* _Yang harus dikerjakan_
Sajikan bagian entri yang dimulai dari baris yang memuat "# test: pointer returns one pin per instance of the yellow" sampai akhir entri sebagai tabel Markdown dengan kolom Nomor dan Baris. Lewati baris kosong.

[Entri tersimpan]
_ _ _

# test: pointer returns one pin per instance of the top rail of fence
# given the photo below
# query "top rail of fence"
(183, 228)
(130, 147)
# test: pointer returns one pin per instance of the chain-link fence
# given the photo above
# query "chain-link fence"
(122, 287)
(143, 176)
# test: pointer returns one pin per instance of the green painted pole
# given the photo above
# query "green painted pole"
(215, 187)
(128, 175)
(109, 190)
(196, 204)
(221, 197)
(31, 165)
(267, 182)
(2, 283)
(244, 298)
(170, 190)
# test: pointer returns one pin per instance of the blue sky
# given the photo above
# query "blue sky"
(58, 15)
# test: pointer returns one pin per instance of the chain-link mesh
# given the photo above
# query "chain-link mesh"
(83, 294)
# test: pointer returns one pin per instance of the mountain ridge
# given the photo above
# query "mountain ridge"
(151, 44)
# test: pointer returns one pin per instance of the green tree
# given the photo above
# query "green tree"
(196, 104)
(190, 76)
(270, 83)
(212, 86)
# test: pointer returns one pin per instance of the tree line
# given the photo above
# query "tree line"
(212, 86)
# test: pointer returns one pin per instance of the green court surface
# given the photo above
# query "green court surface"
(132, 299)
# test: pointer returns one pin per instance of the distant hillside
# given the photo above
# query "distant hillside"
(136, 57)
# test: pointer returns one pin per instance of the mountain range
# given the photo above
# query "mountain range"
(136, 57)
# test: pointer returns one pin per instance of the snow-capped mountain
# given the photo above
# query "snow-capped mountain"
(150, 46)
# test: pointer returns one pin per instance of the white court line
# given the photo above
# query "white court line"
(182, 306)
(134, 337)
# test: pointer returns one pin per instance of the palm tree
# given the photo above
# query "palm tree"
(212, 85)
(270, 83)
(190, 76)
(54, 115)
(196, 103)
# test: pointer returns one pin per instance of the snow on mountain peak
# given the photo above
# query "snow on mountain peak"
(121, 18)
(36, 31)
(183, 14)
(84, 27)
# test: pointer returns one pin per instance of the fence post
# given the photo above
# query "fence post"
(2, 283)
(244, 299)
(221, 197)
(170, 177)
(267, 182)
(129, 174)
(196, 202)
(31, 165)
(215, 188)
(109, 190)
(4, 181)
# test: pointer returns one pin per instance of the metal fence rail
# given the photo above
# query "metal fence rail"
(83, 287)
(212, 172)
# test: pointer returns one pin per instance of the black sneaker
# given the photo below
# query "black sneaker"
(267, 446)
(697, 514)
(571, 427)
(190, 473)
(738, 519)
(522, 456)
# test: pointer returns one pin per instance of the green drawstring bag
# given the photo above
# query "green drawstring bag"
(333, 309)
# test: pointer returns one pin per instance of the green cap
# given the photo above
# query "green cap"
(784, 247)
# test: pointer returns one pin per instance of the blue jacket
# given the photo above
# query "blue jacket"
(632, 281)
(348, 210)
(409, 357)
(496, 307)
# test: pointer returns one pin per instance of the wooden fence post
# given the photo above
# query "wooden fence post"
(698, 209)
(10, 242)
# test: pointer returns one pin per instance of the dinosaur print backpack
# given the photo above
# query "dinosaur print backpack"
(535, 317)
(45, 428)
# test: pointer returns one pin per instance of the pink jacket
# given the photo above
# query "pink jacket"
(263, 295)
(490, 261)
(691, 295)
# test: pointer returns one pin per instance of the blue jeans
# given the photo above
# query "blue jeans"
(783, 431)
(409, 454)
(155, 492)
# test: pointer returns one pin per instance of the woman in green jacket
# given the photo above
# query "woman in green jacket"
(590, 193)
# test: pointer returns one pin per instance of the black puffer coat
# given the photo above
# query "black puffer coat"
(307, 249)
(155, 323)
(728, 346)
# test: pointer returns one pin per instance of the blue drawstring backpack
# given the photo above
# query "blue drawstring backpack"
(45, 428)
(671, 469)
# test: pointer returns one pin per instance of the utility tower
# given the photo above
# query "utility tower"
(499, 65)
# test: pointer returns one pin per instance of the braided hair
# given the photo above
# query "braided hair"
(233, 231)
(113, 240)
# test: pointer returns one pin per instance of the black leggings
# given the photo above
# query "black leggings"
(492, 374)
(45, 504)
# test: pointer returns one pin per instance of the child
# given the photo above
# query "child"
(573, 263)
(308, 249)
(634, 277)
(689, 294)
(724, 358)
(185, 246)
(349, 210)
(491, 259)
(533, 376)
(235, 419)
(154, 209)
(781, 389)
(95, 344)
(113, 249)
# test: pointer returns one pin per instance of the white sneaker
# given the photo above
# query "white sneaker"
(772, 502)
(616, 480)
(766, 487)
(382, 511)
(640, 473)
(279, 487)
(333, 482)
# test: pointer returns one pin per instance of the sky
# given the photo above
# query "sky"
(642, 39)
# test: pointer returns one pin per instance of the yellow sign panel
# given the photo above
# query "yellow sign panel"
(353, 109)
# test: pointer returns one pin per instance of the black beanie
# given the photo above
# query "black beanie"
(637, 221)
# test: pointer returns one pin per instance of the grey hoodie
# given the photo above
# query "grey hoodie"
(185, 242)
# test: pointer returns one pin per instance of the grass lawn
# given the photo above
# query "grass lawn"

_ _ _

* _Jawaban di bawah_
| Nomor | Baris |
|---|---|
| 1 | # test: pointer returns one pin per instance of the yellow sign panel |
| 2 | # given the photo above |
| 3 | # query "yellow sign panel" |
| 4 | (353, 109) |
| 5 | # test: pointer returns one pin per instance of the black beanie |
| 6 | # given the photo above |
| 7 | # query "black beanie" |
| 8 | (637, 221) |
| 9 | # test: pointer returns one pin per instance of the grey hoodie |
| 10 | # given the photo above |
| 11 | # query "grey hoodie" |
| 12 | (185, 242) |
| 13 | # test: pointer returns one pin per instance of the grass lawn |
| 14 | # given the photo above |
| 15 | # query "grass lawn" |